-- START --
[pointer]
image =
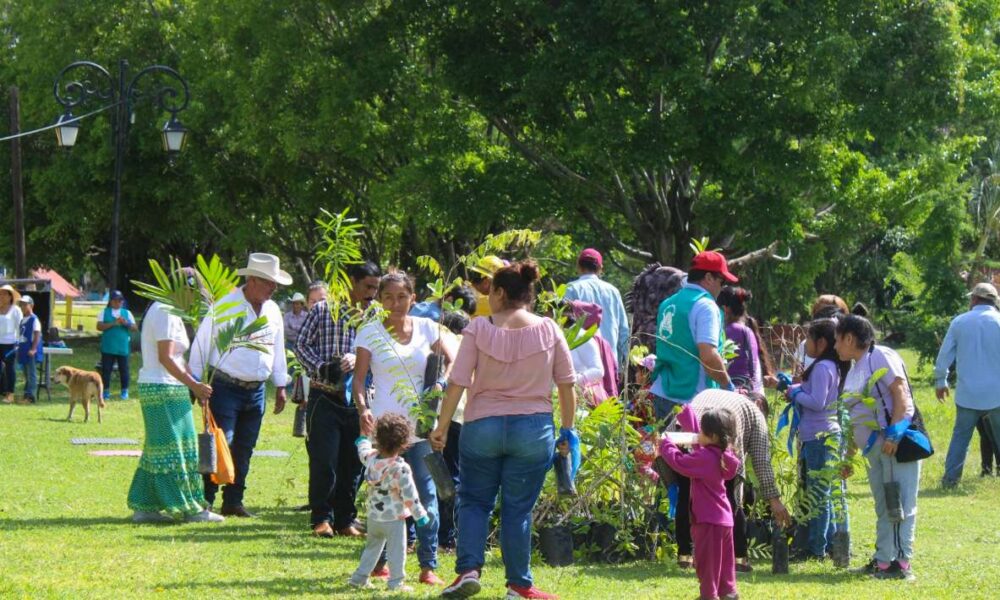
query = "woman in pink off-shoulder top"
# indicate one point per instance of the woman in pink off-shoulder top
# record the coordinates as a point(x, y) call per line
point(508, 363)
-- END --
* [Given exercise]: Output the records above as a two-column CSV with the columns text and answer, one row per record, each field quoted and with line breaks replaced by spaces. Leave the pictures out.

* [Task response]:
text,answer
"[pointer] image = query = ""woman in pink off-shoulder top"" # indicate one point per instance of the woman in pink off-shoulder top # record the coordinates as a point(x, y) call per line","point(508, 363)"